---------- Exercise passage ----------

Introduction
Worldwide, 387 million people are diagnosed with type 2 diabetes mellitus (T2DM),
and the number continues to rise at an alarming rate in every country [1]. Despite lifestyle interventions and the increasing array of pharmacological therapies,
most patients with T2DM fail to achieve established treatment goals to prevent complications
[2]. Recently, minimally invasive endoscopic treatment options for T2DM have emerged.
Evidence from bariatric surgery and the duodenal-jejunal bypass liner highlights the
importance of the small bowel, especially the duodenum, in glucose homeostasis and
metabolic regulation [3]. If contact between the duodenal mucosa, bile, and nutrients is prevented or altered,
then insulin sensitivity improves and β-cell function increases [4]
[5]
[6]. These improvements are quickly reversed when the bypassed duodenum is re-exposed
to nutrients, underscoring the glucoregulatory role of the duodenum [4]
[7]
[8].
Duodenal mucosal resurfacing (DMR) is a minimally invasive endoscopic procedure involving
catheter-based hydrothermal ablation of duodenal mucosa [9]. DMR may offer a new minimally invasive treatment approach for insulin-resistant
metabolic diseases, including T2DM, nonalcoholic fatty liver disease (NAFLD), and
nonalcoholic steatohepatitis (NASH) [10]
[11]
[12]. The first multicenter study reported durable and substantial glycaemic improvement
in patients with T2DM as well as a decrease in liver transaminase levels [10] at 24 weeks and 12 months [11]. Here we report on and evaluate the procedural feasibility of DMR. More specifically,
we elaborate on DMR catheter development and improvements and endoscopic procedure
optimization. In addition, we provide tips and tricks for endoscopists in order to
conduct a successful DMR procedure.
Patients and methods
Study design
We evaluated endoscopic feasibility data from the first open-label, single-arm, multicenter
study (NCT02413567) conducted at seven clinical sites in the EU and Chile (Academic
Medical Center of Amsterdam, Netherlands; Erasme University Hospital Brussels, Belgium;
Policlinico Gemelli, Catholic University of Rome, Italy; University College Hospital
London, United Kingdom; CCO Clinical Center for Diabetes, Obesity and Reflux, Santiago,
Chile; King’s College Hospital, London, United Kingdom; and University Hospital Leuven,
Leuven, Belgium) [11]. At each site, a single endoscopist performed the DMR procedure after completing
initial didactic and hands-on DMR training in a porcine model. The study protocol
was approved by the independent ethics committees at each center. The study was conducted
in accordance with Good Clinical Practice Guidelines and the Declaration of Helsinki.
Patients
Eligible patients had T2DM and used oral glucose-lowering medication, were aged 28
to 75 years, had a body mass index between 24 and 40 kg/m2 and hemoglobin A1c (HbA1c) between 59 and 86 mmol/mol (7.5 %–10.0 %). Main exclusion
criteria were Type 1 diabetes (including positive GAD antibodies), use of injectable
glucose-lowering medication, previous gastrointestinal surgery that could affect the
ability to treat the duodenum (eg, Bilroth 2 or Roux-en-Y gastric bypass), history
of pancreatitis, and upper gastrointestinal bleeding. The complete eligibility list
is available in te recently published efficacy study [11]. Written informed consent was obtained from all patients at screening.

---------- Given entries ----------

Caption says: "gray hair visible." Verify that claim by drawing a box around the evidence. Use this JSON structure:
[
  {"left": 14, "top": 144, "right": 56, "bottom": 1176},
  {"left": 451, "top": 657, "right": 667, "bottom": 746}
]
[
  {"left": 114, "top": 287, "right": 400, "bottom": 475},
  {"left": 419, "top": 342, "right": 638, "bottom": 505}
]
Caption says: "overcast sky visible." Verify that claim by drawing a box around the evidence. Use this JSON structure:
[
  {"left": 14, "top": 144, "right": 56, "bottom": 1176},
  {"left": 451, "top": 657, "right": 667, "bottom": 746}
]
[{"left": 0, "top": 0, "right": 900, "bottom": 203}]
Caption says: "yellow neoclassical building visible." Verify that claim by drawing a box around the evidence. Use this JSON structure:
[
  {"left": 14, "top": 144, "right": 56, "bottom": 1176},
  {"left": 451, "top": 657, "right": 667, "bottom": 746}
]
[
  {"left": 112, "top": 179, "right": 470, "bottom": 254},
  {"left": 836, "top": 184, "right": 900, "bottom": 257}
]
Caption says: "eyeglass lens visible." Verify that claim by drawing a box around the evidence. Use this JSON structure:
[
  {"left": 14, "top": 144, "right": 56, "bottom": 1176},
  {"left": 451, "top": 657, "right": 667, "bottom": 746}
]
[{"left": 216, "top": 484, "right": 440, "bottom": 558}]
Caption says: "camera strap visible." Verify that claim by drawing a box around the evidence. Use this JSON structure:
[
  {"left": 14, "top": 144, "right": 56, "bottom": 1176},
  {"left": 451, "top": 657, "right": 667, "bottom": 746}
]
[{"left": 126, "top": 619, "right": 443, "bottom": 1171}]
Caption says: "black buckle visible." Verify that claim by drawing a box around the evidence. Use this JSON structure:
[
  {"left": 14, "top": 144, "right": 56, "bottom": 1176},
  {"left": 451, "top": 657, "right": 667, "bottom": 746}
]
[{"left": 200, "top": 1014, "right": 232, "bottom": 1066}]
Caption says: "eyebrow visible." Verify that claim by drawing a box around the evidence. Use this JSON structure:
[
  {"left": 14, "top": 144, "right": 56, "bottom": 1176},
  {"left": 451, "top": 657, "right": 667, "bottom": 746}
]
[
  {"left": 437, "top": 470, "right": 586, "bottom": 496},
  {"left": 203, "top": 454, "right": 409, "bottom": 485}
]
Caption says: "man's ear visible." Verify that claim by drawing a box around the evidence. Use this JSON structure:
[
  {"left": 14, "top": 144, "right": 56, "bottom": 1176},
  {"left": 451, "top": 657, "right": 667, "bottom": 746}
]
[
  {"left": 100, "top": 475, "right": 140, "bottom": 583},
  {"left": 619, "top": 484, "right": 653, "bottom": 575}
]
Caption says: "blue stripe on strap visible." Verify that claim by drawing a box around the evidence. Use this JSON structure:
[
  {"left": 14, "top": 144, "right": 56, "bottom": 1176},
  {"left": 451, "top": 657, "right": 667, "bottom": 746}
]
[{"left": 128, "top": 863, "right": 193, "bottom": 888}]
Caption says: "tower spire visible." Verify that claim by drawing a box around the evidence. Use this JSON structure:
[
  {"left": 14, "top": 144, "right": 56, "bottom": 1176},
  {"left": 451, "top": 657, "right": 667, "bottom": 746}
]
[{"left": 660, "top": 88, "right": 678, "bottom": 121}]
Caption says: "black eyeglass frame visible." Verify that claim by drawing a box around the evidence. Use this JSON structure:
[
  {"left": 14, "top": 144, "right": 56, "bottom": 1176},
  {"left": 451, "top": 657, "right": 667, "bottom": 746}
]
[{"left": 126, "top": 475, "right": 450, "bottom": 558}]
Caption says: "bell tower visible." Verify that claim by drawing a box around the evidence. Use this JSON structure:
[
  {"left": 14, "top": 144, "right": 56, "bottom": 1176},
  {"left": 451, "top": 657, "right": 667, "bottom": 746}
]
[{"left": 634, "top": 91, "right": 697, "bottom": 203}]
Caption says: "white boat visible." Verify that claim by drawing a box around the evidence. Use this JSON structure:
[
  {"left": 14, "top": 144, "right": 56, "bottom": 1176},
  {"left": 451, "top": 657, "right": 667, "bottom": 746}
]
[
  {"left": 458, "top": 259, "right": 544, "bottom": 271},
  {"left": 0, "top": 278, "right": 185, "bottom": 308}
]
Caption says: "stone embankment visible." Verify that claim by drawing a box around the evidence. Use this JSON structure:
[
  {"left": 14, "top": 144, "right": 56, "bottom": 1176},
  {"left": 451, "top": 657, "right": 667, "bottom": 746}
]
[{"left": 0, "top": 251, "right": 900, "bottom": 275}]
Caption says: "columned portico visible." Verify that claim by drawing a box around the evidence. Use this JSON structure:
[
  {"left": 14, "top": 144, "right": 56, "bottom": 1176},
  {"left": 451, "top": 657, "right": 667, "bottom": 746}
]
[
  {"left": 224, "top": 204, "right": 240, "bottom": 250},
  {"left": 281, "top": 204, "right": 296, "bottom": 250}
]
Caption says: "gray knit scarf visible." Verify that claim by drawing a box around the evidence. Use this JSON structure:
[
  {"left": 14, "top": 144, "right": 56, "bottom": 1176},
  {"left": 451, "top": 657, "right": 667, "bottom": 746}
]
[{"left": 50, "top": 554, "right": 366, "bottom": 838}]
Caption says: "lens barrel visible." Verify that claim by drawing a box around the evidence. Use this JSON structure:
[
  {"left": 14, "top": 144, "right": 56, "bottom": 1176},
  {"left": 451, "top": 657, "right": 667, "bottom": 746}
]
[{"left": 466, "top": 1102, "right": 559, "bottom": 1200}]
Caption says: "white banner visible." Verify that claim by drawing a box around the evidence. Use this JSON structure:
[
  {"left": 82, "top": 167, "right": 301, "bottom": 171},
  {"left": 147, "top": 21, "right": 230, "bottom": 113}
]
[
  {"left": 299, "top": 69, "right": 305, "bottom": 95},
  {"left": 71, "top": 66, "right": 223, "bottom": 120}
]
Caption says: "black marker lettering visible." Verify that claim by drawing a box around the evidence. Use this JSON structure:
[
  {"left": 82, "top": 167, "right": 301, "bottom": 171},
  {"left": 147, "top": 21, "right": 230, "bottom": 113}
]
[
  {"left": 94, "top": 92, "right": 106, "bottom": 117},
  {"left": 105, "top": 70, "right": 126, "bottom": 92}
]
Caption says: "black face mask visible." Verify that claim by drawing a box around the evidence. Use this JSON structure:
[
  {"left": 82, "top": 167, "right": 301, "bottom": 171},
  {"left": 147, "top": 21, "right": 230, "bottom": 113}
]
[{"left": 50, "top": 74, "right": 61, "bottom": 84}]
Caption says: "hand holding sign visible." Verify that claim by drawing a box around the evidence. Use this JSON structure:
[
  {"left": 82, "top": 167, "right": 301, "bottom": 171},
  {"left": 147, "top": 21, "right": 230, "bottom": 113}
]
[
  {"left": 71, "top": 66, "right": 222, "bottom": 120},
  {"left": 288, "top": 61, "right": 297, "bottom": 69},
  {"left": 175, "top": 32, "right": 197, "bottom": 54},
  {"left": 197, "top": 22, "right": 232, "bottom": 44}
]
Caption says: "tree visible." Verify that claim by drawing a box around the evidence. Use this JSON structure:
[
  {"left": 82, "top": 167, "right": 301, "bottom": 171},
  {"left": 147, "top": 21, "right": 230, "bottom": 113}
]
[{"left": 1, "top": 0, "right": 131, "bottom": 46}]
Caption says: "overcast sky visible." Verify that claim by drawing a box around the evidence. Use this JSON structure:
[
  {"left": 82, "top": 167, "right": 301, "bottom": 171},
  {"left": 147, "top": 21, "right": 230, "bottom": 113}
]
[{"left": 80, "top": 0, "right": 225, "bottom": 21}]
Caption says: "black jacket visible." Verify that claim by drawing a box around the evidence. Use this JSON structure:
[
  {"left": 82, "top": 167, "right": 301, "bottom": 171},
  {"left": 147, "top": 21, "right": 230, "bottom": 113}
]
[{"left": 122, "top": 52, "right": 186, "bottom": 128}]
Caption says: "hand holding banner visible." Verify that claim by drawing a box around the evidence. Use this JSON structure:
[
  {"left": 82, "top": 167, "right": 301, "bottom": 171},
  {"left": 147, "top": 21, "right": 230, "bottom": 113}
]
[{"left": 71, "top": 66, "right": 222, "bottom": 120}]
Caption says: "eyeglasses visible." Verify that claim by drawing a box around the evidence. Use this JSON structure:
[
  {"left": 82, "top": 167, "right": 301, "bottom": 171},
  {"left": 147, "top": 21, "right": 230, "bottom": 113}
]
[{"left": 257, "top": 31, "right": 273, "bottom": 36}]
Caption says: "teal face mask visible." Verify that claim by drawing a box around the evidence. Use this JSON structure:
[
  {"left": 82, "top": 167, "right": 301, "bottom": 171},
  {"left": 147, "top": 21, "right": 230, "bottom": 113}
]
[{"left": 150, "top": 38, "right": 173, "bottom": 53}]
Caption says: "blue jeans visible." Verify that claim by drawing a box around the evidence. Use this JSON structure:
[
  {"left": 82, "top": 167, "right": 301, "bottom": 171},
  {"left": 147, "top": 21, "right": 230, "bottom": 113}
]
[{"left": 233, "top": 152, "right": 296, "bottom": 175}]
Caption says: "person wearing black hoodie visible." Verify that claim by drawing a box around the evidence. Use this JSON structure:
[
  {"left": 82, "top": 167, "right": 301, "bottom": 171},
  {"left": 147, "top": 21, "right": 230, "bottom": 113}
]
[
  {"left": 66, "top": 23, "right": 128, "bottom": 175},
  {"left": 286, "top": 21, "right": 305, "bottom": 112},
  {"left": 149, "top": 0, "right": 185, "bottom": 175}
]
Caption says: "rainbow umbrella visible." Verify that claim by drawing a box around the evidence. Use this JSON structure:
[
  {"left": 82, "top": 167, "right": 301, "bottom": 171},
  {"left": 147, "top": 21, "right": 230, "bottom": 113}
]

----------

■ Directions for this task ■
Reproduce word for word everything in the passage on duodenal mucosal resurfacing from "Duodenal mucosal resurfacing" down to "successful DMR procedure.". The records come from a source separate from the text.

■ Output below ■
Duodenal mucosal resurfacing (DMR) is a minimally invasive endoscopic procedure involving
catheter-based hydrothermal ablation of duodenal mucosa [9]. DMR may offer a new minimally invasive treatment approach for insulin-resistant
metabolic diseases, including T2DM, nonalcoholic fatty liver disease (NAFLD), and
nonalcoholic steatohepatitis (NASH) [10]
[11]
[12]. The first multicenter study reported durable and substantial glycaemic improvement
in patients with T2DM as well as a decrease in liver transaminase levels [10] at 24 weeks and 12 months [11]. Here we report on and evaluate the procedural feasibility of DMR. More specifically,
we elaborate on DMR catheter development and improvements and endoscopic procedure
optimization. In addition, we provide tips and tricks for endoscopists in order to
conduct a successful DMR procedure.